▶ AIM: The listing below should be printed exactly, every line of it. Skip the pictures.

▶ DATA IN THIS EXERCISE:
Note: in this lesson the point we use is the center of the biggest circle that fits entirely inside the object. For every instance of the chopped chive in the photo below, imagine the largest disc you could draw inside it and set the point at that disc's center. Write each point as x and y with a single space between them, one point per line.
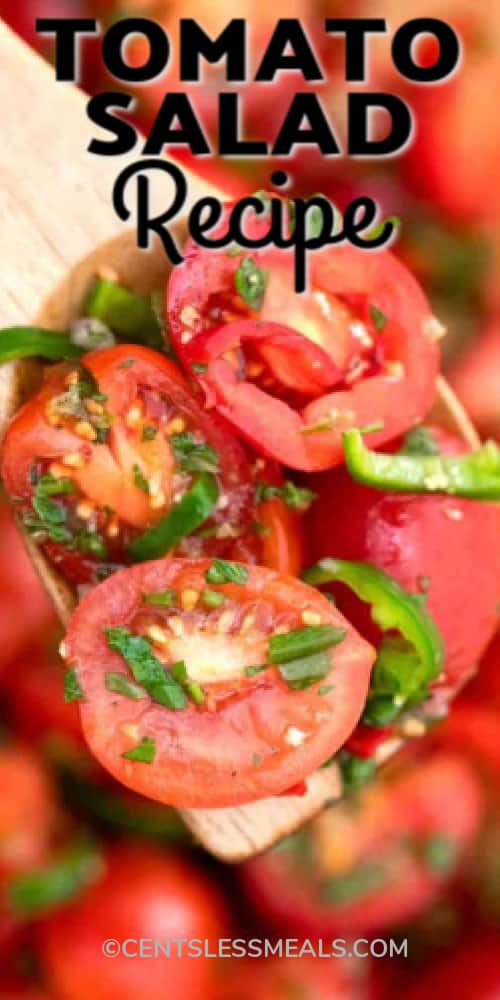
212 598
72 688
182 519
146 668
378 318
224 571
120 684
303 671
140 479
304 642
144 752
253 671
251 281
160 598
193 690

▶ TASK RESPONSE:
Note: in this lesson the point we use is the center of the biggest circle that fits entirely inside the object. For every instance of the chopped chive in the photo below, imagine the largest disc you could draw inside it and set the point at that disc's center. Write each point as x and y with a single space between them, one point per line.
212 598
72 688
182 519
146 668
378 318
224 571
120 684
303 671
140 479
304 642
144 752
253 671
251 281
160 598
193 690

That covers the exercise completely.